Output all of the data below exactly as given.

Object pointing dataset rows »

++++++

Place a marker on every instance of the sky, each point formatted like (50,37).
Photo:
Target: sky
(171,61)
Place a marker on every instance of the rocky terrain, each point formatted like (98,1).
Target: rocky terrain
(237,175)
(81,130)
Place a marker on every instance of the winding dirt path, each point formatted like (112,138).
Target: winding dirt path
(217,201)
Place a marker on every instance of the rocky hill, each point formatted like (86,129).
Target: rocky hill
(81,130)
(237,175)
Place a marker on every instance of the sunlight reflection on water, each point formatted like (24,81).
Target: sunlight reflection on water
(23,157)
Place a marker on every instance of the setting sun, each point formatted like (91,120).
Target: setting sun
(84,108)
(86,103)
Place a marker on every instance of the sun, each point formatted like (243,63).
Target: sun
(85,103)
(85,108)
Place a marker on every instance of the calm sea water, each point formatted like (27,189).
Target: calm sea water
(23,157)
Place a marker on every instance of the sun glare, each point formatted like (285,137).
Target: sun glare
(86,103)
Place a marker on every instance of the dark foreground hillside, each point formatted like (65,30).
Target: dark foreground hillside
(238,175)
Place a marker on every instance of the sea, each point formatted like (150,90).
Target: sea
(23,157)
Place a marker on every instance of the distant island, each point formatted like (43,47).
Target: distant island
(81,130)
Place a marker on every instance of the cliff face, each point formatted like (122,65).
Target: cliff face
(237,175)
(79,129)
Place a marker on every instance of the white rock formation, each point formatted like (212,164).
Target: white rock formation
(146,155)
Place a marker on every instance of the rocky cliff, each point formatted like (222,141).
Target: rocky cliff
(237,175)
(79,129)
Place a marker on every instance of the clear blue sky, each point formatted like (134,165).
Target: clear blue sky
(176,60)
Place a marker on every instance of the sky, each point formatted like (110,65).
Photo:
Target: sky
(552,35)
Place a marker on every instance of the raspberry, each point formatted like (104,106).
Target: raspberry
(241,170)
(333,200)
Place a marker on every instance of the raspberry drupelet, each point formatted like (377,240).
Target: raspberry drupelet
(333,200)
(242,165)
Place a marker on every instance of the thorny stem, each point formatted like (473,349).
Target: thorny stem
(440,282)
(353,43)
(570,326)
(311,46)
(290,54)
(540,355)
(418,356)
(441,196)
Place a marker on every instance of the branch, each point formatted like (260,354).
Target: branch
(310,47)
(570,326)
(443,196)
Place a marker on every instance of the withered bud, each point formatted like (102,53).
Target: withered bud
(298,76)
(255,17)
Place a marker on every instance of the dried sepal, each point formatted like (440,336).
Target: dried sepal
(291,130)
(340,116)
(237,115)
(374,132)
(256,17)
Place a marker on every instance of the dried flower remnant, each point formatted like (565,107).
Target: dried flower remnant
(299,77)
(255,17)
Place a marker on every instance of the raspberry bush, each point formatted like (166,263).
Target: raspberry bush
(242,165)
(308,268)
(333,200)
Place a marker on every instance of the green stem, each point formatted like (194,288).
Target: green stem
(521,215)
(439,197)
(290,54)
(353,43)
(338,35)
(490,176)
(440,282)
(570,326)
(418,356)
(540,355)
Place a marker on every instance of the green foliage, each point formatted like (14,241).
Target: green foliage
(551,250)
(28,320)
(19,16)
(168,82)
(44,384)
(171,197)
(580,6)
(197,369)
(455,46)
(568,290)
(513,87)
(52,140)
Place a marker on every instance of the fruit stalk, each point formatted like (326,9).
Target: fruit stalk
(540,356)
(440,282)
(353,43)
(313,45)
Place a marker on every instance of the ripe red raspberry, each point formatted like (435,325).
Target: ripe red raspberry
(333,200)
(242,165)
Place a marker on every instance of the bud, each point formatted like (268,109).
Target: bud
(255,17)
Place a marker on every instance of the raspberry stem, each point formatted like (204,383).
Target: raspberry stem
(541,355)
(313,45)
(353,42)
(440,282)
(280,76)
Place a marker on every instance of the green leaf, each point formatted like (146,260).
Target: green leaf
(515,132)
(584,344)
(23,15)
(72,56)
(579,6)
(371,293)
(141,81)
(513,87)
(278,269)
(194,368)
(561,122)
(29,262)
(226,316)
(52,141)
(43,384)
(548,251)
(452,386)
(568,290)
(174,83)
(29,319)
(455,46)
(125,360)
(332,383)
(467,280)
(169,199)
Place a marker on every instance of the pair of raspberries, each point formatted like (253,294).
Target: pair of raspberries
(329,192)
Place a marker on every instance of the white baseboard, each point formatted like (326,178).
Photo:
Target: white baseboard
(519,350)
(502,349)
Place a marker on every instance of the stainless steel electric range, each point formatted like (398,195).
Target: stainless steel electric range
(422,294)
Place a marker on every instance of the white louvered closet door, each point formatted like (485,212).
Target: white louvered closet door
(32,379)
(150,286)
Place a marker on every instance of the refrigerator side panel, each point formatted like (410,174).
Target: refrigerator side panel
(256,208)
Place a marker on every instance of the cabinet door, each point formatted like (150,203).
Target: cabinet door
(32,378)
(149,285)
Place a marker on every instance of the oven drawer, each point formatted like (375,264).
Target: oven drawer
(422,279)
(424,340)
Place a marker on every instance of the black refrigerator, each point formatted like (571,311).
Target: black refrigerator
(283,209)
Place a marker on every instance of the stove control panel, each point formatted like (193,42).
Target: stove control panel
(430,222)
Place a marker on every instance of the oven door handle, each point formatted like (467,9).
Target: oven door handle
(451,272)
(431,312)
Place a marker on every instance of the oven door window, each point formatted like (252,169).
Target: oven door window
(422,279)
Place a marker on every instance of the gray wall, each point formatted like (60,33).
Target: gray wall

++++++

ANSWER FOR THE TASK »
Place a marker on every instance of the sky, each point formatted like (50,37).
Photo:
Target: sky
(171,61)
Place a marker on every instance of the rocky terrain, each point formatted like (98,1).
Target: rocky terrain
(237,175)
(81,130)
Place a marker on every instance of the winding dirt path, each point formatted like (112,138).
Target: winding dirt path
(217,201)
Place a marker on every instance of the rocky hill, each point formatted like (86,129).
Target: rocky hill
(81,130)
(237,175)
Place a marker on every instance of the sunlight reflection on water, each point formatted like (24,81).
Target: sunlight reflection on water
(23,157)
Place a marker on every instance of the setting sun, each point formatted like (91,120).
Target: setting sun
(84,108)
(86,103)
Place a marker on every instance of the sun, each point formatted like (243,63).
Target: sun
(85,103)
(85,108)
Place a marker on every instance of the calm sea water, each point formatted like (27,189).
Target: calm sea water
(23,157)
Place a marker on every instance of the sun glare, each point formatted like (285,137).
Target: sun glare
(86,103)
Place a marker on every instance of the dark foreground hillside, each point formatted like (65,30).
Target: dark foreground hillside
(238,175)
Place a marker on every instance of the sea, each point formatted like (150,90).
Target: sea
(23,157)
Place a marker on every instance of the distant island, each point formatted like (43,47).
Target: distant island
(81,130)
Place a marker on every instance of the cliff face, each point formatted like (122,65).
Target: cliff face
(237,175)
(79,129)
Place a marker on every instance of the white rock formation, each point formatted like (212,164).
Target: white rock formation
(146,155)
Place a marker on every instance of the rocky cliff, each point formatted like (222,141).
Target: rocky cliff
(237,175)
(79,129)
Place a marker on every instance of the clear blue sky, each point formatted like (134,165).
Target: clear blue sky
(176,60)
Place a marker on every instance of the sky, each point formatted like (110,65).
Photo:
Target: sky
(552,35)
Place a marker on every instance of the raspberry, each point formatted like (104,106).
Target: raspberry
(241,170)
(333,200)
Place a marker on every instance of the raspberry drupelet, each point formatted like (377,240).
Target: raspberry drupelet
(333,200)
(242,165)
Place a marker on every instance of the thorny stem, each point formatted like (473,349).
Target: thorny stem
(440,282)
(353,43)
(570,326)
(311,46)
(290,54)
(540,355)
(418,356)
(441,196)
Place a marker on every instance of the branch, each point formatted like (260,354).
Target: branch
(310,47)
(570,326)
(443,196)
Place a marker on every instance of the withered bud, each point formatted like (102,53).
Target: withered bud
(298,76)
(255,17)
Place a marker on every instance of the dried sepal, each point formatted like (440,336).
Target: dried sepal
(291,130)
(340,116)
(237,115)
(374,132)
(256,17)
Place a marker on every instance of the dried flower remnant, each point formatted like (565,107).
Target: dried flower remnant
(299,77)
(255,17)
Place a marker on every instance of the raspberry bush, each point formatted like (166,263).
Target: raspberry bush
(242,165)
(308,268)
(333,200)
Place a marker on every instance of the green stem, each point formatted like (194,288).
Target: green stem
(521,215)
(439,197)
(290,54)
(353,43)
(338,35)
(490,176)
(440,282)
(570,326)
(418,356)
(540,355)
Place a marker on every instance of the green foliage, each point formatted like (14,241).
Target: green foliage
(551,250)
(28,320)
(19,16)
(168,82)
(44,384)
(171,197)
(580,6)
(197,369)
(455,46)
(568,290)
(513,87)
(52,140)
Place a marker on every instance of the fruit stalk, each point formatted like (326,9).
Target: fruit stalk
(540,356)
(440,282)
(353,43)
(313,45)
Place a marker on every instance of the ripe red raspberry, each point formatted like (435,325).
Target: ripe red raspberry
(333,200)
(242,165)
Place a marker on every instance of the bud, each point formatted like (268,109).
Target: bud
(255,17)
Place a marker on every instance of the raspberry stem, each point formatted like (204,383).
Target: raspberry stem
(541,355)
(313,45)
(353,42)
(440,282)
(280,76)
Place a marker on every instance of the green leaf, each point formatted like (146,260).
Target: green leaf
(515,132)
(584,344)
(23,15)
(72,56)
(579,6)
(371,293)
(141,81)
(513,87)
(278,269)
(194,368)
(561,122)
(29,262)
(226,316)
(52,141)
(43,384)
(548,251)
(452,386)
(568,290)
(174,83)
(29,319)
(455,46)
(125,360)
(332,383)
(467,280)
(169,199)
Place a marker on every instance of the pair of raspberries, each point formatted like (253,294).
Target: pair of raspberries
(329,192)
Place a marker on every instance of the white baseboard, each point formatted like (326,178).
Photo:
Target: white baseboard
(519,350)
(502,349)
Place a marker on every instance of the stainless steel electric range, each point formatted like (398,195).
Target: stainless steel electric range
(422,294)
Place a marker on every instance of the white louvered closet door, each point formatted like (485,212).
Target: white louvered closet door
(32,379)
(150,286)
Place a marker on every instance of the refrigerator side panel, each point formatted like (410,174).
Target: refrigerator side panel
(256,208)
Place a marker on every instance of the cabinet door, each point formatted like (150,203).
Target: cabinet door
(32,378)
(149,285)
Place a marker on every instance of the oven drawer, each point formatted like (375,264).
Target: oven drawer
(422,279)
(424,340)
Place a marker on every instance of the black refrigerator, each point formatted like (571,311).
Target: black refrigerator
(283,209)
Place a marker on every instance of the stove control panel, each point formatted like (193,42).
Target: stove control panel
(430,222)
Place a marker on every instance of the oven door handle, each point formatted like (467,9).
Target: oven door handle
(451,272)
(431,312)
Place a marker on every instance of the oven door window, each point formatted like (252,169).
Target: oven door window
(422,279)
Place a marker on every instance of the gray wall, each point formatted like (60,33).
Target: gray wall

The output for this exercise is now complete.